Material to process section start
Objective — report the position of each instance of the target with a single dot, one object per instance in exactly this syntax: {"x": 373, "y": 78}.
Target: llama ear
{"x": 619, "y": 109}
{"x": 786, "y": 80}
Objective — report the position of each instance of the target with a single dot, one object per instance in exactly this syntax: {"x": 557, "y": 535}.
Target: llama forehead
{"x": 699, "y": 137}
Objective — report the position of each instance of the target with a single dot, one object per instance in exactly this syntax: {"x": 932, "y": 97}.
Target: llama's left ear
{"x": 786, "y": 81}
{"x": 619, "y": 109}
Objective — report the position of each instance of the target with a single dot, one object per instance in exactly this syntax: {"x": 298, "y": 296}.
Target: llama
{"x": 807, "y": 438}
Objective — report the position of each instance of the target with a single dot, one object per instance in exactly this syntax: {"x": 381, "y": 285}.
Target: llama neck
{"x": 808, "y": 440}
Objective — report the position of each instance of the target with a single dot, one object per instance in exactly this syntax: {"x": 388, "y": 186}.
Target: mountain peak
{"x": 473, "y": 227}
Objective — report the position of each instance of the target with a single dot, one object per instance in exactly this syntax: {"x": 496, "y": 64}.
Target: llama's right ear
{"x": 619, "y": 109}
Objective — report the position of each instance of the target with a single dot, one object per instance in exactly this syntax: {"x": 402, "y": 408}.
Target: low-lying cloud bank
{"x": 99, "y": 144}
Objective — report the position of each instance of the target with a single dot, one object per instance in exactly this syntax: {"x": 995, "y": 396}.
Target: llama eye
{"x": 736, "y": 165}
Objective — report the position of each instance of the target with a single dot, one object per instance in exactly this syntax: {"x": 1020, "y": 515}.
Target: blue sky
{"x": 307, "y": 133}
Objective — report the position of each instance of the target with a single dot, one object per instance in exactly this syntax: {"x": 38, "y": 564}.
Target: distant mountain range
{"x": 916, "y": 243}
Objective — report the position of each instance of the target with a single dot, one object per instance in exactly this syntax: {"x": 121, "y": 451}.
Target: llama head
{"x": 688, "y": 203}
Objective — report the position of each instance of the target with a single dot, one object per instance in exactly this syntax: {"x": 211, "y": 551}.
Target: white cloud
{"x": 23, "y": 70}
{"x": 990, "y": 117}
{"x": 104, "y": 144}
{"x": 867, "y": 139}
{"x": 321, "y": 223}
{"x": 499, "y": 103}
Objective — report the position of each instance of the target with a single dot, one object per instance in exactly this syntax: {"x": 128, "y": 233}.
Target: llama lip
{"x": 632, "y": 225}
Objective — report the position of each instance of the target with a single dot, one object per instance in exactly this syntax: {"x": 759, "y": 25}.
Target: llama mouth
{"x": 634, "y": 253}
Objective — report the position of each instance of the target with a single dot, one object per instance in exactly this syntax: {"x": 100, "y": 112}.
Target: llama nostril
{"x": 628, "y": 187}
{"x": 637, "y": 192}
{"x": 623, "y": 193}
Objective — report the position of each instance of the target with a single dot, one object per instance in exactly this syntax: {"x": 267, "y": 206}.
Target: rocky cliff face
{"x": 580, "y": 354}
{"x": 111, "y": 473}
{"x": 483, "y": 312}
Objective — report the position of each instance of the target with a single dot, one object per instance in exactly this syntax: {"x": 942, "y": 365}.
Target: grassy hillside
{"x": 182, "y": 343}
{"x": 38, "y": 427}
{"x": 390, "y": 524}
Material to process section end
Each record shown above is to be given again exactly.

• [Result of this exercise]
Objective — report the position of each instance of the target with a single dot, one object per instance in exactly this syntax: {"x": 373, "y": 78}.
Target: llama ear
{"x": 619, "y": 109}
{"x": 786, "y": 80}
Objective — report the position of each instance of the target with a single dot, one object per instance in exactly this syntax: {"x": 557, "y": 535}.
Target: llama forehead
{"x": 699, "y": 137}
Objective — report the position of each instance of the target with a single dot, one object per instance in exactly this syntax: {"x": 932, "y": 97}.
Target: llama's left ear
{"x": 786, "y": 81}
{"x": 619, "y": 109}
Objective — report the position of each instance of the target with a single dot, one object per instance in exactly this syntax: {"x": 298, "y": 296}.
Target: llama
{"x": 807, "y": 438}
Objective — report the position of each instance of the target with a single dot, one object per instance in exactly this syntax: {"x": 381, "y": 285}.
Target: llama neck
{"x": 808, "y": 440}
Objective — report the position of each instance of the target with a single dot, one object per instance in exactly this syntax: {"x": 388, "y": 186}.
Target: mountain peak
{"x": 473, "y": 227}
Objective — report the position of each instance of the target with a single dot, one object per instance in exactly this syntax: {"x": 496, "y": 64}.
Target: llama's right ear
{"x": 619, "y": 109}
Objective — report the position of each instance of the target with a single dot, one object per instance in exactly this syntax: {"x": 402, "y": 408}.
Target: low-lying cloud bank
{"x": 99, "y": 144}
Objective — report the position of each instance of the target with a single dot, one object per instance in exactly this syntax: {"x": 995, "y": 396}.
Target: llama eye
{"x": 736, "y": 165}
Objective — report the position of each instance of the target with a single dot, one object per instance in exactly this syntax: {"x": 1020, "y": 515}.
Target: blue sky
{"x": 307, "y": 133}
Objective — report the position of each instance of the target with a single dot, one object per instance in exactly this syntax: {"x": 38, "y": 564}.
Target: distant mountain range
{"x": 916, "y": 243}
Objective — report the position of each instance of the target with a single dot, one object per instance in exactly this syntax: {"x": 121, "y": 451}.
Target: llama head
{"x": 688, "y": 203}
Objective — report the position of each instance of the target with a single dot, one object per instance in exactly this syntax: {"x": 211, "y": 551}.
Target: white cloud
{"x": 23, "y": 70}
{"x": 990, "y": 117}
{"x": 104, "y": 144}
{"x": 867, "y": 139}
{"x": 321, "y": 223}
{"x": 499, "y": 103}
Objective — report the position of each instance of the target with a single dot, one object per instance in exactly this syntax: {"x": 128, "y": 233}.
Target: llama lip
{"x": 632, "y": 225}
Objective — report the position of each instance of the target with a single dot, one object per instance in exactly this syntax: {"x": 759, "y": 25}.
Target: llama mouth
{"x": 634, "y": 253}
Objective — report the position of each instance of the target with a single dot, one object per instance in exactly this syntax: {"x": 100, "y": 112}.
Target: llama nostril
{"x": 628, "y": 187}
{"x": 637, "y": 192}
{"x": 623, "y": 193}
Objective — report the position of each instance of the target with a single dot, one object per instance in exactly this syntax: {"x": 267, "y": 206}.
Target: rocky cliff face
{"x": 580, "y": 354}
{"x": 111, "y": 473}
{"x": 483, "y": 312}
Objective — report the position of each instance of the target with a single dot, one object per instance in exactly this syntax: {"x": 942, "y": 365}.
Target: grassy hillside
{"x": 182, "y": 343}
{"x": 38, "y": 427}
{"x": 390, "y": 524}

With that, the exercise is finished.